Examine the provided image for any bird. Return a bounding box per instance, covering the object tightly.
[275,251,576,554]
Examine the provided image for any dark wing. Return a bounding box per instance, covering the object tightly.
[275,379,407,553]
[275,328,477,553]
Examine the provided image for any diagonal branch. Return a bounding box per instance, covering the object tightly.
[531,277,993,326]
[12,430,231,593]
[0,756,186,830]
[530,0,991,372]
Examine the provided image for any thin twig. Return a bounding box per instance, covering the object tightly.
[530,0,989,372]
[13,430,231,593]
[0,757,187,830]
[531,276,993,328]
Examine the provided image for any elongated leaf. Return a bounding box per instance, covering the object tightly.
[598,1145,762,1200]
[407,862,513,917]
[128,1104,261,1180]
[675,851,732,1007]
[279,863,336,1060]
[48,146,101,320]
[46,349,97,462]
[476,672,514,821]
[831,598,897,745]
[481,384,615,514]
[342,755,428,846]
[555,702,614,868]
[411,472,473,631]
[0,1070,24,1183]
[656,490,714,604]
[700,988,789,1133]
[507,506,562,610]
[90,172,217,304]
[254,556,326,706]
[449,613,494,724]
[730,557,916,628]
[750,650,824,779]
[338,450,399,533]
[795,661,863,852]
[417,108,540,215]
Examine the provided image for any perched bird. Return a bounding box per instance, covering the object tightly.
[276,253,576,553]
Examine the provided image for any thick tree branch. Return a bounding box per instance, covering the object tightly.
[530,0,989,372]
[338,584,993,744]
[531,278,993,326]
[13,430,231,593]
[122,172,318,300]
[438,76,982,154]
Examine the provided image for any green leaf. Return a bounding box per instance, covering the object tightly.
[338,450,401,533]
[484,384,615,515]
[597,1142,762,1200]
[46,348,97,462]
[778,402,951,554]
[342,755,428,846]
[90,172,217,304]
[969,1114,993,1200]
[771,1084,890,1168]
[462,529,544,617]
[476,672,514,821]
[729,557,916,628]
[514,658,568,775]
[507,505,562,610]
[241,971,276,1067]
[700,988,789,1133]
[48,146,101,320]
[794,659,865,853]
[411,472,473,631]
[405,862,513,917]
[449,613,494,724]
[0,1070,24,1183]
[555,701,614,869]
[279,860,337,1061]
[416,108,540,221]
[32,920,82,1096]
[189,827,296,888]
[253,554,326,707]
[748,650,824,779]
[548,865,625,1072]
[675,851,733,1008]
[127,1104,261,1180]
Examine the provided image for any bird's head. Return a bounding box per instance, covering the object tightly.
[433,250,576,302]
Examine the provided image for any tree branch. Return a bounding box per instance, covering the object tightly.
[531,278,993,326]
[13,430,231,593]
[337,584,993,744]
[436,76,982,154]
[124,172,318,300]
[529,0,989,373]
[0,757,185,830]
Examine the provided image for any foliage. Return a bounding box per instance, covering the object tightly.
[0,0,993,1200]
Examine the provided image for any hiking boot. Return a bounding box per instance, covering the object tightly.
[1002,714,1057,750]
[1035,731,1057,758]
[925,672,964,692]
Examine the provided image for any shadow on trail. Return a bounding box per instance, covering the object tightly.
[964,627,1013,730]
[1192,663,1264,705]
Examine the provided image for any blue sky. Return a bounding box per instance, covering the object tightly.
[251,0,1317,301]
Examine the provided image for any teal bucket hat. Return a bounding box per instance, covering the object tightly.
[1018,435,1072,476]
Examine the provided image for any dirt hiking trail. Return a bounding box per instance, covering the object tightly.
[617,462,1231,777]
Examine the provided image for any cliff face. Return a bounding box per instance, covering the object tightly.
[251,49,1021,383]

++++++++++++++++++++

**Written problem:** Collect every line of the material above that contains the word "branch". Case counts.

**Output for this exercise:**
Examine the provided image for any diagonal branch. Return a bounding box per instance, covering the object tightly.
Examine the provided image for any thick tree branch. Return a bounding box per instance, covering the object tightly.
Examine the provided image for any tree branch. Return a bounding box per instance, covering the object tightly.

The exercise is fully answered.